The entire listing is to be repeated verbatim.
━━━ EXTRACTED INFORMATION ━━━
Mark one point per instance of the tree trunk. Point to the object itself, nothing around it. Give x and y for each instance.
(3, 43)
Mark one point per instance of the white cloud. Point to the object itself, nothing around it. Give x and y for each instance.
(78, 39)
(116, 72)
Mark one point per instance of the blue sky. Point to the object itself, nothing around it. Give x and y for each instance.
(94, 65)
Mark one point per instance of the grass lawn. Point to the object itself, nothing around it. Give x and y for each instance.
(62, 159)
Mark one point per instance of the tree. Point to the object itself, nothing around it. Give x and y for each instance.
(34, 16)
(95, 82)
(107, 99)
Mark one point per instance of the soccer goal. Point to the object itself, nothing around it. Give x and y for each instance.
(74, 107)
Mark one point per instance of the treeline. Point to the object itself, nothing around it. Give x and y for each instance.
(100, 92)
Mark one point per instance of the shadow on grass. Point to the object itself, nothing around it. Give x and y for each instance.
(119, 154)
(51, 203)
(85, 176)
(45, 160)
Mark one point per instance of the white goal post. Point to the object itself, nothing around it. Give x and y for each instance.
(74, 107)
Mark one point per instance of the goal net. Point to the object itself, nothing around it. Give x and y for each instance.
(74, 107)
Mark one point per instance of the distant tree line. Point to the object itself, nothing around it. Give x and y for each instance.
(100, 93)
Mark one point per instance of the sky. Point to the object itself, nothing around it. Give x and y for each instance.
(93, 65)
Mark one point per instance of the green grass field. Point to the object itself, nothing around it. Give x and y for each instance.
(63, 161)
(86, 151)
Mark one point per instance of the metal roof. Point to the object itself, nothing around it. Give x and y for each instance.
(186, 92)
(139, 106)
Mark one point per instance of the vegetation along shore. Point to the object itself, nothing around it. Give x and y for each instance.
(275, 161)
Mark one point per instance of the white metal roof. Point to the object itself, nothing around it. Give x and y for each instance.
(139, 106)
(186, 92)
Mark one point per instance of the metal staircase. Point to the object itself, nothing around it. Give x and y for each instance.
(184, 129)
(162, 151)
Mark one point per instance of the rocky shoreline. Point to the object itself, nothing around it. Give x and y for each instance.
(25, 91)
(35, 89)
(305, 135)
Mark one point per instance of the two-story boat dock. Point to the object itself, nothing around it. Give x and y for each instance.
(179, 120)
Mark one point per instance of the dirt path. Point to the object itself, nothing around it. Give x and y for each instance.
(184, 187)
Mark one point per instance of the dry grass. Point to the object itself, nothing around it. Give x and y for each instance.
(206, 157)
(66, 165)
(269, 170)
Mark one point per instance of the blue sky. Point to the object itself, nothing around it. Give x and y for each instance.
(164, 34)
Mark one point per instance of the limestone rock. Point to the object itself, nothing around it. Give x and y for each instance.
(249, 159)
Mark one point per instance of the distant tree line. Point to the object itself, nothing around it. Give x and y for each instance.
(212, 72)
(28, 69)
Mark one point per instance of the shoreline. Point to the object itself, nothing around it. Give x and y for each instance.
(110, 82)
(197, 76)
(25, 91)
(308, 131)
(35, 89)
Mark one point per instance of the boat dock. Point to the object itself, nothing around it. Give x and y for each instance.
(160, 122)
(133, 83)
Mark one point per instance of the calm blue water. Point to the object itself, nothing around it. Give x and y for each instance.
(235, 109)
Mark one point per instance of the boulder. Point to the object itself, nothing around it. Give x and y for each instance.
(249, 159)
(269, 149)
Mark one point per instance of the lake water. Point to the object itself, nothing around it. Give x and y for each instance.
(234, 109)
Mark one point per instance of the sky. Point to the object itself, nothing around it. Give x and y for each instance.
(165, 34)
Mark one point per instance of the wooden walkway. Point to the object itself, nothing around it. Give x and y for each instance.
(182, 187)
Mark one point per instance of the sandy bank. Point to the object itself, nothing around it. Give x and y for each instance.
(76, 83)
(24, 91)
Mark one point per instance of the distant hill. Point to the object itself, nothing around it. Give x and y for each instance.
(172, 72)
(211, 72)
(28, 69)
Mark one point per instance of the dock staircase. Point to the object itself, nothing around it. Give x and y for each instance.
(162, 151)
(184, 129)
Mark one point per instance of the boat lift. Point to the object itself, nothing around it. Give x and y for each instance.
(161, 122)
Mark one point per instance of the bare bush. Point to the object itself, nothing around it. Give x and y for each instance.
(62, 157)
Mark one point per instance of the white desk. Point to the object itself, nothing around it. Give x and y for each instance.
━━━
» **REPLY**:
Mark one point per instance of the tree trunk. Point to the object itself, nothing around it. Give x and y for each instance.
(3, 43)
Mark one point per instance of the white cloud. Point to the object itself, nothing around it. Give x and y for each instance.
(78, 39)
(116, 72)
Mark one point per instance of the blue sky. Point to the object itself, nothing around it. Give x and y for each instance.
(94, 65)
Mark one point per instance of the grass lawn. Point to the object itself, nothing around it. Give x and y for each instance.
(62, 159)
Mark one point per instance of the tree. Point to the object itself, nothing around it. Give x and y for each instance.
(34, 16)
(95, 82)
(107, 99)
Mark one point per instance of the soccer goal. Point to the object itself, nothing around it. Give x and y for each instance.
(74, 107)
Mark one point per instance of the treeline. Point to the object itself, nothing around it. Give x and y for each instance.
(100, 92)
Mark one point per instance of the shadow on grass. Point to the object itself, nothing around it. Give x and y for each instance.
(119, 154)
(51, 203)
(85, 176)
(45, 160)
Mark one point per instance of the white goal post. Point to the object itself, nothing around it. Give x and y for each instance.
(74, 107)
Mark one point per instance of the goal net. Point to the object itself, nothing around it. Give x and y for each instance.
(74, 107)
Mark one point per instance of the distant tree line. Point to the object itself, nothing around it. Give x and y for each instance.
(100, 93)
Mark one point per instance of the sky. Point to the object itself, nothing around it. Give x and y for each instance.
(93, 65)
Mark one point per instance of the green grass field. Point to the object itself, nothing around it. Give x and y for each instance.
(63, 161)
(86, 151)
Mark one point per instance of the metal roof. Point to the object itself, nothing around it. Give x and y for each instance.
(186, 92)
(139, 106)
Mark one point per instance of the vegetation along shore. Point to the object itself, nothing around it. Give x and y for each instance.
(275, 161)
Mark one point per instance of the white metal roof. Point to the object itself, nothing around it. Give x and y for each instance.
(139, 106)
(186, 92)
Mark one point per instance of the metal staircase. Point to the object itself, nothing around it. Give x and y for each instance.
(184, 129)
(162, 151)
Mark one point per instance of the rocky shoreline. Point to the object itself, nothing around it. Give x and y for each instance.
(25, 91)
(35, 89)
(305, 135)
Mark one point per instance of the two-story boat dock. Point to the object itself, nothing around it. Give x and y for each instance.
(179, 120)
Mark one point per instance of the dirt path. Point to the object itself, nothing around it. Give x and y for each instance.
(184, 187)
Mark one point per instance of the dry grass. Point to the object itself, nothing around it. Give x and y for each instance.
(206, 157)
(66, 165)
(269, 170)
Mark one point per instance of the blue sky. Point to the object itself, nothing around it. Give x and y for each instance.
(164, 34)
Mark one point per instance of the limestone rock. Point to the object itself, nothing around it. Give x and y for each instance.
(249, 159)
Mark one point per instance of the distant tree line. Point to the object itself, nothing around it. Give x and y for each instance.
(212, 72)
(28, 69)
Mark one point per instance of the shoreline. Point to the object itself, nothing around it. Give x and y for each instance.
(110, 82)
(197, 76)
(25, 91)
(308, 131)
(35, 89)
Mark one point per instance of the boat dock. Point to the object itself, nothing around it. Give x and y for each instance.
(160, 122)
(133, 83)
Mark one point per instance of the calm blue water. Point to the object itself, nothing around it. Give x and y for each instance.
(235, 109)
Mark one point per instance of the boulder. Point to the object itself, nothing around it. Give x and y for each instance.
(249, 159)
(269, 149)
Mark one point per instance of the lake water. Point to the object itself, nothing around it. Give x and y for each instance.
(234, 109)
Mark one point per instance of the sky. Point to the object itself, nothing around it. Give x and y for each instance.
(165, 34)
Mark one point per instance of the wooden walkway. Point to the object itself, nothing around it. Give x and y for each instance.
(182, 187)
Mark one point per instance of the sandy bank. Point to the object itself, nothing around it. Give x and y for each instance.
(76, 83)
(24, 91)
Mark one point per instance of the distant hill. Point to the object itself, nothing around it. Give x and y for each instance.
(172, 72)
(211, 72)
(28, 69)
Mark one point per instance of the dock staircase. Point to the object itself, nothing around it. Give x and y for each instance.
(162, 151)
(184, 129)
Mark one point per instance of the boat lift. Point to the object itself, nothing around it. Give x and y for each instance.
(161, 122)
Mark one point per instance of the bare bush. Point to the object itself, nothing around it. Give x and y for each instance.
(62, 157)
Mark one point per instance of the white desk. Point to the object itself, nothing around it. Give x and y for each instance.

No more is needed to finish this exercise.